Dataset records on where objects are located
○ ○ ○ ○

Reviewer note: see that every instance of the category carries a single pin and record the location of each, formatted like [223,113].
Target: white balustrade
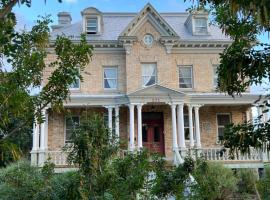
[216,154]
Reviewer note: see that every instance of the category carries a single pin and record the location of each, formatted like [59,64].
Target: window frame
[103,77]
[205,27]
[79,80]
[65,131]
[215,75]
[97,25]
[192,76]
[142,76]
[217,126]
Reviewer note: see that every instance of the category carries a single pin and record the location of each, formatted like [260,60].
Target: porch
[188,123]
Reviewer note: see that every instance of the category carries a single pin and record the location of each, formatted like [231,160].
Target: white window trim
[217,140]
[192,77]
[194,26]
[78,88]
[103,78]
[214,75]
[65,127]
[86,17]
[156,78]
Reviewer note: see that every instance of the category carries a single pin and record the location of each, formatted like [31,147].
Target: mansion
[153,77]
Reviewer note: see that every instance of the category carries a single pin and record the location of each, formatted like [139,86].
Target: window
[72,123]
[200,25]
[185,77]
[215,76]
[222,121]
[186,126]
[106,121]
[110,77]
[91,25]
[149,73]
[76,84]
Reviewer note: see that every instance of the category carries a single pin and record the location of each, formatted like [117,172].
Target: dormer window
[201,25]
[91,25]
[92,21]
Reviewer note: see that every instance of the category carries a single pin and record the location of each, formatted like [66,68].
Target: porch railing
[216,154]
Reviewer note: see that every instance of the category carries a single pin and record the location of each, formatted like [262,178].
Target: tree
[26,53]
[244,63]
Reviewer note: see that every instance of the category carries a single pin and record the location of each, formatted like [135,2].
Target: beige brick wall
[129,66]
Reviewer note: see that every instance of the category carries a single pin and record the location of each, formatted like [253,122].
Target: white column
[139,113]
[191,139]
[110,109]
[131,127]
[117,133]
[174,133]
[197,123]
[180,123]
[43,139]
[35,147]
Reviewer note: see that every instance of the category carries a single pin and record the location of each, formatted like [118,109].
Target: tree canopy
[25,53]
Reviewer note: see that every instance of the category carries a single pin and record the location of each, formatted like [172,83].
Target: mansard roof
[117,24]
[149,13]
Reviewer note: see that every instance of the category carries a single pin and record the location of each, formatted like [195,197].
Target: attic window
[91,25]
[201,25]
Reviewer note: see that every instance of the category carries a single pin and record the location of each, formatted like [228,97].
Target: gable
[148,13]
[156,90]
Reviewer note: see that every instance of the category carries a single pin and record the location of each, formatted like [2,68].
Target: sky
[26,16]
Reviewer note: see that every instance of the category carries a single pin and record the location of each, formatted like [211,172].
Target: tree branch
[7,9]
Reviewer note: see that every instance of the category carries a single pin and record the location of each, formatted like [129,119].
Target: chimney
[64,19]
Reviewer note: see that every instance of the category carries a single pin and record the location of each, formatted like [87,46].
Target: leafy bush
[214,182]
[246,181]
[263,185]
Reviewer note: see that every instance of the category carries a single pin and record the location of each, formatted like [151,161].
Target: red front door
[152,132]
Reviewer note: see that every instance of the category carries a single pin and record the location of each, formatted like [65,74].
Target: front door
[152,132]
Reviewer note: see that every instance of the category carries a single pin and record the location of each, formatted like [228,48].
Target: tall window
[186,126]
[185,77]
[201,25]
[91,25]
[110,77]
[76,84]
[222,121]
[72,123]
[215,76]
[149,74]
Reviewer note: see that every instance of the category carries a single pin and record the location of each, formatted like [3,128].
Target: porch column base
[34,158]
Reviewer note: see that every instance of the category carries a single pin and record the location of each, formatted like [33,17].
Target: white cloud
[70,1]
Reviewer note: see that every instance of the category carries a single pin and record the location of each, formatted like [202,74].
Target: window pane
[156,134]
[185,77]
[185,72]
[110,73]
[76,84]
[223,119]
[148,74]
[221,133]
[144,134]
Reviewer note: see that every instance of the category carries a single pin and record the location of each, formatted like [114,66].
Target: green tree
[26,53]
[244,63]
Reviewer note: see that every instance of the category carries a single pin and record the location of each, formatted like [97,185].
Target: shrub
[246,181]
[263,185]
[214,182]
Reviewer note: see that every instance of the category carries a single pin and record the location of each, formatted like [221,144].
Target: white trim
[156,78]
[217,135]
[65,125]
[192,76]
[110,67]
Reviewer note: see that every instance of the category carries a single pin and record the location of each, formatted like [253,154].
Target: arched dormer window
[92,21]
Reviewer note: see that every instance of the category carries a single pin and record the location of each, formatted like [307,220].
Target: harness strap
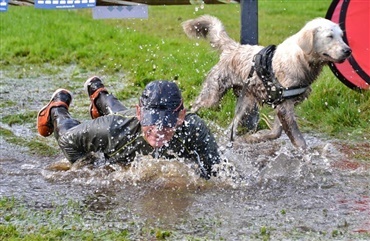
[276,93]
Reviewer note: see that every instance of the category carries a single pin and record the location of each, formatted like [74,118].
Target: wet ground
[263,189]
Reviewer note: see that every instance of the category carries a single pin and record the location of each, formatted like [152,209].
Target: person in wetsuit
[158,126]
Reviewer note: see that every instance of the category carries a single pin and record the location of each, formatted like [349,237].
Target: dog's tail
[210,28]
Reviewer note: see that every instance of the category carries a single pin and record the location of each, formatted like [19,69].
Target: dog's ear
[305,40]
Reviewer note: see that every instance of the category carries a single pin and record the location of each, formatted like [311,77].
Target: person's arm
[104,134]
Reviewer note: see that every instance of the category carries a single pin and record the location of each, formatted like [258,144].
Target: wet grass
[158,49]
[144,50]
[20,222]
[34,145]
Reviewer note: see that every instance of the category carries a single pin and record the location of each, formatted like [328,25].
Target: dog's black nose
[347,51]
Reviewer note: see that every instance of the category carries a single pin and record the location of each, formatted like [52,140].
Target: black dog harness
[276,94]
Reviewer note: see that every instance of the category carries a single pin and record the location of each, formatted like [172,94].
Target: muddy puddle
[293,195]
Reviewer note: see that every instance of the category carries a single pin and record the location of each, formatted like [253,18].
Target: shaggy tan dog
[295,64]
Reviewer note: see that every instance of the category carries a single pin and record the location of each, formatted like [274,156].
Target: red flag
[353,16]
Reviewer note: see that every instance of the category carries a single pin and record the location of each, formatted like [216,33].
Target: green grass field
[156,48]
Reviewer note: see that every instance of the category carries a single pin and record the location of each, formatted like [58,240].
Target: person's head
[160,111]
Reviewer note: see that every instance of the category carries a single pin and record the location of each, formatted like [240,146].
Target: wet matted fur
[297,61]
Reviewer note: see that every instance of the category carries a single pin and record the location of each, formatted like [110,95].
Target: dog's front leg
[246,110]
[264,135]
[214,87]
[285,112]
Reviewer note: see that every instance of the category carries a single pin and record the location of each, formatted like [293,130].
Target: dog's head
[324,39]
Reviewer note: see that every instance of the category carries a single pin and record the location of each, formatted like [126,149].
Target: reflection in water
[270,184]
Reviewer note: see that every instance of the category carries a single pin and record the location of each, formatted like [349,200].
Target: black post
[249,22]
[249,35]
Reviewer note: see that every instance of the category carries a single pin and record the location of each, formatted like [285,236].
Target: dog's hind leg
[285,112]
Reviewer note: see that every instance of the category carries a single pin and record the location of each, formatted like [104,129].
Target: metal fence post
[249,22]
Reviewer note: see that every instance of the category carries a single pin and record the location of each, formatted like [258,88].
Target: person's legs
[102,103]
[55,115]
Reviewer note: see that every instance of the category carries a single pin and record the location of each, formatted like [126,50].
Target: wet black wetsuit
[119,137]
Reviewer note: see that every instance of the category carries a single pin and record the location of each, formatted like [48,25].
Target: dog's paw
[260,136]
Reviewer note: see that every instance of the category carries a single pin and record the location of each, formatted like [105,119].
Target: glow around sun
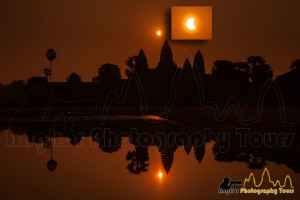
[158,33]
[190,23]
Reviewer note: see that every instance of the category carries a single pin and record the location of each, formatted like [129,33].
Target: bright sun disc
[190,23]
[160,175]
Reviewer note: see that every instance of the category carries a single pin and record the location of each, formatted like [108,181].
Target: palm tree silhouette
[51,55]
[51,165]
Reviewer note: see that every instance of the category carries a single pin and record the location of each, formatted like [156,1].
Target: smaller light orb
[158,32]
[160,175]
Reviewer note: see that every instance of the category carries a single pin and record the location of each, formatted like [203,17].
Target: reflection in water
[165,135]
[139,160]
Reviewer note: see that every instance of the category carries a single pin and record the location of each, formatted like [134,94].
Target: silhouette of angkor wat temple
[155,86]
[246,82]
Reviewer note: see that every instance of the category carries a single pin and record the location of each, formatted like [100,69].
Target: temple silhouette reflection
[167,137]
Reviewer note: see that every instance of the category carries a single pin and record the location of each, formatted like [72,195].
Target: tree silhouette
[74,78]
[52,164]
[289,83]
[224,72]
[166,65]
[47,72]
[141,65]
[138,65]
[260,71]
[187,67]
[131,63]
[51,55]
[198,64]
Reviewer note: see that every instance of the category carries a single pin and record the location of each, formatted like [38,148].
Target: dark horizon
[85,40]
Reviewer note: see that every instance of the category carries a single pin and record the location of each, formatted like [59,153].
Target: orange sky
[87,34]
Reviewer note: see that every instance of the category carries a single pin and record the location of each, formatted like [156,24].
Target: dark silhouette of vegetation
[189,85]
[51,55]
[74,78]
[198,64]
[289,83]
[166,67]
[260,71]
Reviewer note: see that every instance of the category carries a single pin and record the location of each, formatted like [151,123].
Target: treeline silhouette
[187,85]
[166,137]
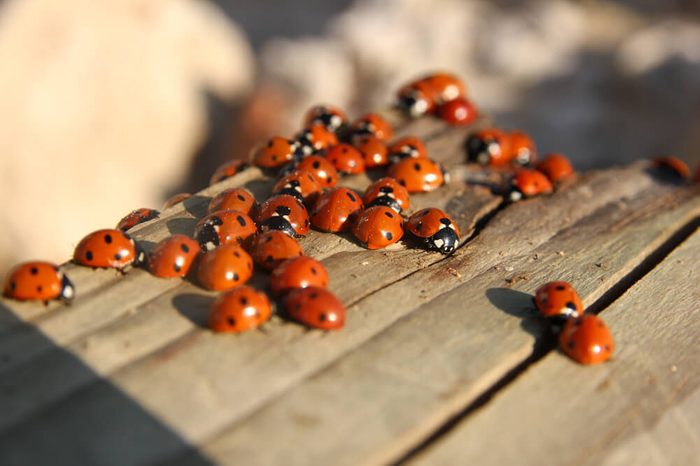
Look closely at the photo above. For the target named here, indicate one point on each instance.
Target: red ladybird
(558, 299)
(108, 248)
(173, 256)
(298, 272)
(224, 227)
(435, 228)
(528, 183)
(284, 213)
(321, 168)
(407, 147)
(458, 112)
(135, 217)
(38, 280)
(225, 267)
(346, 159)
(335, 210)
(316, 308)
(239, 310)
(587, 340)
(556, 167)
(378, 227)
(489, 147)
(418, 175)
(301, 184)
(387, 192)
(239, 199)
(227, 170)
(373, 150)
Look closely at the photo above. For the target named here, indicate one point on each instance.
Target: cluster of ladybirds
(238, 232)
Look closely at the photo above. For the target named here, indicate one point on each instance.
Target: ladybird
(673, 164)
(522, 148)
(336, 209)
(277, 152)
(109, 248)
(558, 299)
(284, 213)
(378, 227)
(435, 228)
(316, 138)
(373, 124)
(135, 217)
(346, 159)
(387, 192)
(173, 256)
(227, 170)
(489, 147)
(418, 175)
(407, 147)
(528, 183)
(556, 167)
(321, 168)
(225, 267)
(224, 227)
(316, 308)
(239, 310)
(40, 281)
(458, 112)
(329, 116)
(234, 199)
(373, 150)
(301, 184)
(298, 272)
(176, 199)
(272, 248)
(587, 340)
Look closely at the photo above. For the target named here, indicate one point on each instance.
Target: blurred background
(112, 105)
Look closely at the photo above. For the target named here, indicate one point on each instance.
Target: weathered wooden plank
(642, 407)
(375, 404)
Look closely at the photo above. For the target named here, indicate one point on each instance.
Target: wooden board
(643, 407)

○ ○ ○ ○

PROBLEM REQUIREMENTS
Count the lines in the data above that contain the string "black", and give only that number.

SOLUTION BELOW
4